** Enunciado A **
Por favor, liste os títulos de produções de terror (filmes e franquias) citados no texto sobre true crime.
** Enunciado B **
Reproduza o trecho do texto sobre true crime que vai de "Diferentemente de filmes" até "vieram à público.", incluindo este último.

** Trecho fornecido **

******************************

Conheça o gênero de não-ficção que vem ganhando espaço nas estantes e telinhas dos brasileiros de todo o país.
Histórias de terror garantiram seu espaço na indústria do entretenimento com o decorrer dos anos. Produções cinematográficas como “O Exorcista”, “It: A Coisa” e franquias como “Invocação do Mal” possuem uma legião de fãs apaixonados pelo que histórias como essas proporcionam. Com isso, o consumo de um gênero alternativo ao terror, o true crime (ou crime real, em tradução livre), virou febre nos últimos anos e também temática para produção de conteúdo, não só multimídia, mas na esfera literária.
Diferentemente de filmes e livros que se baseiam, ou trazem casos de terror que mesclam ficção com realidade, o true crime aborda histórias de crimes verdadeiros. Com uma perspectiva de narrativa não ficcional, na intenção de contar e informar o público, tais produções dentro do gênero abordam ações e reações humanas diante de cenários repletos de perversidade, sem a possibilidade de um final feliz.
Podendo retratar uma versão múltipla dos fatos que envolvem o acontecimento, o true crime normalmente é relatado em formato jornalístico, com perfis de assassinos traçados, entrevistas e detalhes das investigações que já vieram à público.
“Eu acho que nós seres humanos sempre tivemos atração por crimes e os temas que os cercam”, opina Carol Moreira, formada em Comunicação Social, escritora do livro “Modus Operandi: Guia de True Crime” e apresentadora do podcast de mesmo nome. Carol comenta ainda que, com a ascensão da internet, os conteúdos sobre o gênero são mais vastos e o público passa a acessar mais esse tipo de conteúdo.
Para o psicanalista forense e perito Matheus de Oliveira Silva, o advento de séries relacionadas ao gênero fez com que o público passasse a se interessar por casos de crimes reais e buscasse cada vez mais conteúdos sobre, recorrendo inclusive à literatura. “É o que nós do campo das ciências forenses chamamos de Efeito CSI.”
O psicanalista explica por que esse gênero atrai o público, pela visão da psicologia, há tanto tempo “os crimes fazem parte da nossa vida, infelizmente, os crimes estão na nossa sociedade, na nossa história, sejamos nós meros espectadores, vítimas ou até mesmo criminosos”.

******************************

(Registros de um conjunto de dados)
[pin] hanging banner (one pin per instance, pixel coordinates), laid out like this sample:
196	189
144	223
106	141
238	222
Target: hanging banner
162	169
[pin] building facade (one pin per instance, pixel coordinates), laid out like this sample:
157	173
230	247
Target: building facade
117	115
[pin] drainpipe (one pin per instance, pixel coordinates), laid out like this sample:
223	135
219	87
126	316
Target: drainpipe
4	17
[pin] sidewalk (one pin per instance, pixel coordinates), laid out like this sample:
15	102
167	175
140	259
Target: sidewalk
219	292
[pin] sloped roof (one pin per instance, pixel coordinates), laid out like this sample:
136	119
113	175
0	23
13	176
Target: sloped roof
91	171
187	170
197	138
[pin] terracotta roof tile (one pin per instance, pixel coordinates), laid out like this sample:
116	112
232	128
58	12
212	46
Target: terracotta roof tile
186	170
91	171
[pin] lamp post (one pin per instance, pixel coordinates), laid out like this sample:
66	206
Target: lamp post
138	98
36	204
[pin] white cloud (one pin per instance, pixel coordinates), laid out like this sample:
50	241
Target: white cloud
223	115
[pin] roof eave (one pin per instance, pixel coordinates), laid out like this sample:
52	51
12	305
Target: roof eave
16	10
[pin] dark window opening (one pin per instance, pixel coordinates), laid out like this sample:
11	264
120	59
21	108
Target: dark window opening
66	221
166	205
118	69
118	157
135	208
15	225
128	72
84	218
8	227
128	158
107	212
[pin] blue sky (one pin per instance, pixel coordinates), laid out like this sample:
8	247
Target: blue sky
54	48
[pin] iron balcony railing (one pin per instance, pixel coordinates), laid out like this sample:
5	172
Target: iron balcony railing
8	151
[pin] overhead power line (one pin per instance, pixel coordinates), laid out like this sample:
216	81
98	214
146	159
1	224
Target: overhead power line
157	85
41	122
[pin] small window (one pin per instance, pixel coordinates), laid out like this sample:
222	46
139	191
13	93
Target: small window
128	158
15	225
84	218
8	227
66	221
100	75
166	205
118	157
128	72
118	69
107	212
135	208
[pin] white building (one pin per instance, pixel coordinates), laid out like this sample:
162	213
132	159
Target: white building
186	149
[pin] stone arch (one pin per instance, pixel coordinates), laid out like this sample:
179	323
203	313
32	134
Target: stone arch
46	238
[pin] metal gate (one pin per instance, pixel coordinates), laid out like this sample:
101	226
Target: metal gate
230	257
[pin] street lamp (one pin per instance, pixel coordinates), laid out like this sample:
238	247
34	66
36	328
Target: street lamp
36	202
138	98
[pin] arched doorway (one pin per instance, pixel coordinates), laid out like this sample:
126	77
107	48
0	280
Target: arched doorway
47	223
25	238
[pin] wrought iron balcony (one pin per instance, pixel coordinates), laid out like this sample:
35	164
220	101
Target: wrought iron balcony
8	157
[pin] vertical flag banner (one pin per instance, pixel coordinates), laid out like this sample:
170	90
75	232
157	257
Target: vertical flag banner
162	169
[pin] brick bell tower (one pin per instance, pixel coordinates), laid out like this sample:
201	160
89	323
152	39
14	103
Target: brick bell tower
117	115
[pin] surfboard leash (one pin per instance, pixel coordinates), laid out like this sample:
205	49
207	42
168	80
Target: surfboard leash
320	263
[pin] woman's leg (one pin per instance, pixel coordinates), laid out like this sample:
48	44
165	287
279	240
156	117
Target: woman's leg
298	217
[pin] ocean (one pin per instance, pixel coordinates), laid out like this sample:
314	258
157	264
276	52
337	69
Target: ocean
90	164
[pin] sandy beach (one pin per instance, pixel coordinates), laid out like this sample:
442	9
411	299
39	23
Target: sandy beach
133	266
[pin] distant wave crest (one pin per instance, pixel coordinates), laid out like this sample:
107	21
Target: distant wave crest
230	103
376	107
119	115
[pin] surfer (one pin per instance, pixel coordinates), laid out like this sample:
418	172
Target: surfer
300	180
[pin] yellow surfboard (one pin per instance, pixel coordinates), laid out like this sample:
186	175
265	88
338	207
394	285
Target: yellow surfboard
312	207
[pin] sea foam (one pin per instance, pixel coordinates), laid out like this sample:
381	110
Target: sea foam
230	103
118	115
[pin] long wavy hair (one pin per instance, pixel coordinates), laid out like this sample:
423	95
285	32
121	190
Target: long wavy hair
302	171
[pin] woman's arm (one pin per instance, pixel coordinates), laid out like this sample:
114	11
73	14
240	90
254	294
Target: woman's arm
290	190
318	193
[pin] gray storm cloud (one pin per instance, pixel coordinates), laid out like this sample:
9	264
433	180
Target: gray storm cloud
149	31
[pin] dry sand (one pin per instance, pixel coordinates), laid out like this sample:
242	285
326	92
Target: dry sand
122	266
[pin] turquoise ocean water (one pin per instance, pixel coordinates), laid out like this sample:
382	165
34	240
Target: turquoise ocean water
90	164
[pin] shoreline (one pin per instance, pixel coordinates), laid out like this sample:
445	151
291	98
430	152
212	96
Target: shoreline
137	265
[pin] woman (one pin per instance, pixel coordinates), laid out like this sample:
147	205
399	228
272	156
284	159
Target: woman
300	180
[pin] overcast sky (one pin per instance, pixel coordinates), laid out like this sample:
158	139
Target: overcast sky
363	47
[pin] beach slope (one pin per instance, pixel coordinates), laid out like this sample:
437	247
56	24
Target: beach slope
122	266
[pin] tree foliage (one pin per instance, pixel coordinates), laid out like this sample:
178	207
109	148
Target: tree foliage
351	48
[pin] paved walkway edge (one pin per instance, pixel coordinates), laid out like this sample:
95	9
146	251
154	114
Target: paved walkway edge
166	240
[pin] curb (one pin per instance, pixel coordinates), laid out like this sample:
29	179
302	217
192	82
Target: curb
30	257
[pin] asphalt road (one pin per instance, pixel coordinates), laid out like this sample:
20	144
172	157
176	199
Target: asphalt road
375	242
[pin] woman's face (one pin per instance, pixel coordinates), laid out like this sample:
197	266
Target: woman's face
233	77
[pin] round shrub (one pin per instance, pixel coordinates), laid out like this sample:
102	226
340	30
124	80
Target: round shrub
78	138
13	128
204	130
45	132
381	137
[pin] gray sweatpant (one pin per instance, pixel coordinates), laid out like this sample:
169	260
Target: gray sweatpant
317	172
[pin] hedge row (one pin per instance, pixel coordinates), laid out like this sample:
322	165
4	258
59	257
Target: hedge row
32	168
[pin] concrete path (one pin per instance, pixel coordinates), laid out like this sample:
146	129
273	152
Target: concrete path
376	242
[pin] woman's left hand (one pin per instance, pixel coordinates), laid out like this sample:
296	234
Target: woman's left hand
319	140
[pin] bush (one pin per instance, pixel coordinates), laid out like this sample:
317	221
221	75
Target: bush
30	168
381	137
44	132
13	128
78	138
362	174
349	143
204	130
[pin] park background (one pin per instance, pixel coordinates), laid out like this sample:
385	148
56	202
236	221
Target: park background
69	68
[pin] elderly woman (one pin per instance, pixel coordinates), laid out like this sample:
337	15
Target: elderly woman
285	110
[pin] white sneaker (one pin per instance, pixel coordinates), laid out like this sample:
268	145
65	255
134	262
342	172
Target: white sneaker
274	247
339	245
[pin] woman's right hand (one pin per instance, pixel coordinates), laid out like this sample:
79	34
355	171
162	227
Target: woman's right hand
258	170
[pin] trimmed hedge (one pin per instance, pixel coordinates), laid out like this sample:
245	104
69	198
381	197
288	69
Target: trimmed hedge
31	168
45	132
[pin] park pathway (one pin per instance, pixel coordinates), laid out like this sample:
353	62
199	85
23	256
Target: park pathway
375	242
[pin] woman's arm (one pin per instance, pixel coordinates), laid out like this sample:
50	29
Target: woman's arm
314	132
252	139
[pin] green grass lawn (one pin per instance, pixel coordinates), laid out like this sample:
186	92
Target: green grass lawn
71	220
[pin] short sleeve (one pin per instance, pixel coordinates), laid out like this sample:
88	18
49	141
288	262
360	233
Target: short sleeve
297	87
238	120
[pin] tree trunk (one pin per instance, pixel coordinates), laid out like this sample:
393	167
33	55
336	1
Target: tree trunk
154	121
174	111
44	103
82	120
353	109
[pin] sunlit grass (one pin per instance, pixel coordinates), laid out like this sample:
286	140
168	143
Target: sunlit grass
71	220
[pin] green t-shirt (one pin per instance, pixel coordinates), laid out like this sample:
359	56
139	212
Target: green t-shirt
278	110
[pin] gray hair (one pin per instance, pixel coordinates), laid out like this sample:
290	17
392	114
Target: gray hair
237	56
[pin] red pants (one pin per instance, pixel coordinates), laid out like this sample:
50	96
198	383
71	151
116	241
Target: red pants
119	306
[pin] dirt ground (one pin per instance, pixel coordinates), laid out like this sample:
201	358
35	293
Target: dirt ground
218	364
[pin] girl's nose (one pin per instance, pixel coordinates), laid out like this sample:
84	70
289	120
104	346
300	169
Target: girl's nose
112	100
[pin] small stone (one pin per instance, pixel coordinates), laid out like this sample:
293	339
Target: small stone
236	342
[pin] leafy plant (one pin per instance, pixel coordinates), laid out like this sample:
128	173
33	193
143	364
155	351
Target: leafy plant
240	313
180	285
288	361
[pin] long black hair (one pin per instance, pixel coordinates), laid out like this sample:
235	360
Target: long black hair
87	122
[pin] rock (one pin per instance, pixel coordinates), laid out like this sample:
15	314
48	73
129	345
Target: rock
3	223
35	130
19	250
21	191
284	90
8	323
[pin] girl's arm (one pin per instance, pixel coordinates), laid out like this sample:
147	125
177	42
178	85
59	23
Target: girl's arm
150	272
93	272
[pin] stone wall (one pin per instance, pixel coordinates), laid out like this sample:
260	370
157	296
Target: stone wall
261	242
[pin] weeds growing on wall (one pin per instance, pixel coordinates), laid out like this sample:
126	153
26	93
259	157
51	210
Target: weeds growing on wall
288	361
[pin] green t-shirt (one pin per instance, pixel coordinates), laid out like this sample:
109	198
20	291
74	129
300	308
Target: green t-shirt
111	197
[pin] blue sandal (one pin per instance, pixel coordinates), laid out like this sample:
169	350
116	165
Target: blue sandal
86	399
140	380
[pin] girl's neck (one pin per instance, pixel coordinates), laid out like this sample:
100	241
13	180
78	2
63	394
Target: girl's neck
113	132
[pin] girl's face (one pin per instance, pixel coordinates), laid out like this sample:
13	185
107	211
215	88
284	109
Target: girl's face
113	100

******************************

** Resolução A **
"O Exorcista"
"It: A Coisa"
"Invocação do Mal"

** Resolução B **
Diferentemente de filmes e livros que se baseiam, ou trazem casos de terror que mesclam ficção com realidade, o true crime aborda histórias de crimes verdadeiros. Com uma perspectiva de narrativa não ficcional, na intenção de contar e informar o público, tais produções dentro do gênero abordam ações e reações humanas diante de cenários repletos de perversidade, sem a possibilidade de um final feliz.
Podendo retratar uma versão múltipla dos fatos que envolvem o acontecimento, o true crime normalmente é relatado em formato jornalístico, com perfis de assassinos traçados, entrevistas e detalhes das investigações que já vieram à público.